→ **Doelen**:
- A) Leg in één tot drie zinnen uit waartegen verzoeker volgens de uitspraak van de voorzieningenrechter bezwaar maakte en wat daarin was besloten.
- B) Neem uit de uitspraak van de voorzieningenrechter woordelijk het deel over vanaf "(gemachtigde: mr. R.W.J.L." tot en met "kennelijk ongegrond verklaard.".
- C) Schrijf de uitspraak van de voorzieningenrechter verder vanaf het punt waar de tekst ophoudt.

→ **Aangeleverde tekst**:
━━━━━━━━━━━━━━━━━━━━

De voorzieningenrechter heeft de minister ook veroordeeld in de proceskosten van verzoeker, vastgesteld op € 907,-. De uitspraak is gedaan door mr. N.M. van Waterschoot, voorzieningenrechter, en is openbaar gemaakt via een geanonimiseerde publicatie op rechtspraak.nl. Tegen deze uitspraak staat geen hoger beroep of verzet open.

Uitspraak

RECHTBANK DEN HAAG
Zittingsplaats Groningen
Bestuursrecht
zaaknummer: NL24.29081

uitspraak van de voorzieningenrechter in de zaak tussen

[naam] , V-nummer: [nummer] , verzoeker

(gemachtigde: mr. R.W.J.L. Loonen),
en

de minister van Asiel en Migratie, de minister.

Inleiding

1. Met het besluit van 12 juli 2024 heeft de minister besloten dat verzoeker niet in aanmerking komt voor tijdelijke bescherming op grond van de Richtlijn Tijdelijke Bescherming [1] en dat de bevriezingsmaatregel niet op hem van toepassing is. Verzoeker heeft hiertegen bezwaar gemaakt en op 22 juli 2024 de voorzieningenrechter verzocht om een voorlopige voorziening te treffen.
1.1.
Met het besluit van 11 november 2024 (het bestreden besluit) heeft de minister het bezwaar van verzoeker tegen het besluit van 12 juli 2024 kennelijk ongegrond verklaard.
1.2.
Verzoeker heeft op 4 december 2024 beroep ingesteld tegen het bestreden besluit. Dit beroep staat bekend onder zaaknummer NL24.48166. Het eerder ingediende verzoek om voorlopige voorziening geldt als een verzoek gedaan hangende het beroep bij de rechtbank.

━━━━━━━━━━━━━━━━━━━━

→ **Materiaal**:
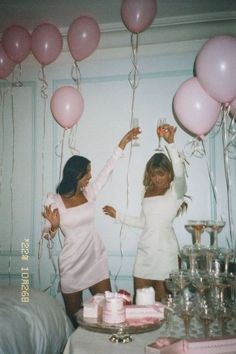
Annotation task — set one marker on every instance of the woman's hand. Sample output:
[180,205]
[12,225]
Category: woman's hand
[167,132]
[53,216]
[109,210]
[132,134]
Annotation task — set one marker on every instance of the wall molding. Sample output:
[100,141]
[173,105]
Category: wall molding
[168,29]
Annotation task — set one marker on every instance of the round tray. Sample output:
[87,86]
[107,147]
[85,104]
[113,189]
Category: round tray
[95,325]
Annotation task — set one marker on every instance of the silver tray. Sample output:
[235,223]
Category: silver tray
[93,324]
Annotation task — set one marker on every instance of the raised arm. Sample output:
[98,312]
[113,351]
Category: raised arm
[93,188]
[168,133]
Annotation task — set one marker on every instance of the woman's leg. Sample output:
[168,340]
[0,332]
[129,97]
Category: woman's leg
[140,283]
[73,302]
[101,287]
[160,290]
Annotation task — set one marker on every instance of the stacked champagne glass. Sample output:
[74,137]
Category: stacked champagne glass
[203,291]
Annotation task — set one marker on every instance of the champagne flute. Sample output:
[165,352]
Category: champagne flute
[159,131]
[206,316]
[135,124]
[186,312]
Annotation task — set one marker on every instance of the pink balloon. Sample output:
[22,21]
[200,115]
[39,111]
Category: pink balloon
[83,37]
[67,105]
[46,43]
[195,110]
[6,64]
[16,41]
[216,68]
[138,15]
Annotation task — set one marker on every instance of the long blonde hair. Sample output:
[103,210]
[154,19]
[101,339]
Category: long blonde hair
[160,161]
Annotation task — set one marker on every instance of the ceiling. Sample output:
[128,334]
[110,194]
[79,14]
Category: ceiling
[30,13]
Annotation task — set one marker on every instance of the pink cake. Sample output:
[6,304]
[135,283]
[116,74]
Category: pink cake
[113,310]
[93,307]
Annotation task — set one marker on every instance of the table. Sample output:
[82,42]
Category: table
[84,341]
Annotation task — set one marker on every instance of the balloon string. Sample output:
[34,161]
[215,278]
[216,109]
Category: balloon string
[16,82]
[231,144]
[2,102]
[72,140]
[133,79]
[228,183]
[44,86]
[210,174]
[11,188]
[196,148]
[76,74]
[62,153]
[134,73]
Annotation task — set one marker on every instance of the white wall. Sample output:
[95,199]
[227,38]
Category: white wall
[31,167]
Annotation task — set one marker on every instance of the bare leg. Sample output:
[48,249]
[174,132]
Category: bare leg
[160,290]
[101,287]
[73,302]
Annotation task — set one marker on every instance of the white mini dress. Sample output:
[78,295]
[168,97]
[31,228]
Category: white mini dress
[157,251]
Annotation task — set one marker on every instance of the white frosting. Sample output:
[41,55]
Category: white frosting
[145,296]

━━━━━━━━━━━━━━━━━━━━

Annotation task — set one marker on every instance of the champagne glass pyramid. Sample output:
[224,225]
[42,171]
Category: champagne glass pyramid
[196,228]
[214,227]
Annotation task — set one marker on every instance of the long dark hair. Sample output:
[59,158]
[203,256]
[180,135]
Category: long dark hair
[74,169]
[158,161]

━━━━━━━━━━━━━━━━━━━━

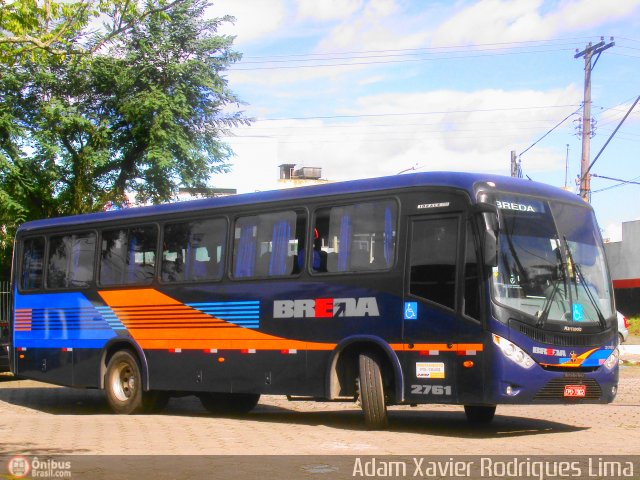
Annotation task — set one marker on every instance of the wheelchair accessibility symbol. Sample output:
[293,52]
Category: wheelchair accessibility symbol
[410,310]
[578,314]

━━━━━━━━━━━━━━━━━━━━

→ **Antwoorden**:
- A) Verzoeker maakte bezwaar tegen het besluit van 12 juli 2024. Daarin had de minister besloten dat verzoeker niet in aanmerking komt voor tijdelijke bescherming op grond van de Richtlijn Tijdelijke Bescherming en dat de bevriezingsmaatregel niet op hem van toepassing is.

- B)
(gemachtigde: mr. R.W.J.L. Loonen),
en

de minister van Asiel en Migratie, de minister.

Inleiding

1. Met het besluit van 12 juli 2024 heeft de minister besloten dat verzoeker niet in aanmerking komt voor tijdelijke bescherming op grond van de Richtlijn Tijdelijke Bescherming [1] en dat de bevriezingsmaatregel niet op hem van toepassing is. Verzoeker heeft hiertegen bezwaar gemaakt en op 22 juli 2024 de voorzieningenrechter verzocht om een voorlopige voorziening te treffen.
1.1.
Met het besluit van 11 november 2024 (het bestreden besluit) heeft de minister het bezwaar van verzoeker tegen het besluit van 12 juli 2024 kennelijk ongegrond verklaard.

- C)
Overwegingen

2. De voorzieningenrechter doet op grond van artikel 8:83, derde lid, van de Awb [2] uitspraak zonder zitting.
3. De rechtbank heeft op 17 februari 2025 de beroepszaak (NL24.48166) verwezen naar een meervoudige kamer die het beroep verder zal behandelen.
4. In het bestreden besluit staat onder het kopje ‘
Gevolgen van dit besluit’dat volgens de wet verzoeker nog steeds in Nederland mag verblijven, als hij de asielprocedure doorloopt. De gemachtigde van verzoeker heeft op 19 februari 2025 telefonisch aangegeven dat verzoeker de asielprocedure niet doorloopt. Gelet hierop en wat verzoeker in de gronden van het verzoek/het beroep heeft aangevoerd, ziet de voorzieningenrechter aanleiding het verzoek om een voorlopige voorziening toe te wijzen. Dit betekent dat verzoeker niet uit Nederland mag worden verwijderd, totdat op het beroep tegen het bestreden besluit is beslist.
5. De voorzieningenrechter veroordeelt de minister in de door verzoeker gemaakte proceskosten. Deze kosten stelt de voorzieningenrechter op grond van het Besluit proceskosten bestuursrecht voor de door een derde beroepsmatig verleende rechtsbijstand vast op € 907,- (1 punt voor het indienen van het verzoekschrift met een waarde per punt van € 907,- en een wegingsfactor 1).

Beslissing

De voorzieningenrechter:
- wijst het verzoek om een voorlopige voorziening toe;
- bepaalt dat de rechtsgevolgen van het bestreden besluit worden geschorst en dat verzoeker niet uit Nederland mag worden verwijderd totdat is beslist op het beroep met zaaknummer NL24.48166;
- dat de verstrekkingen aan verzoeker dienen te worden voortgezet;
- veroordeelt de minister in de proceskosten van verzoeker tot een bedrag van € 907,-.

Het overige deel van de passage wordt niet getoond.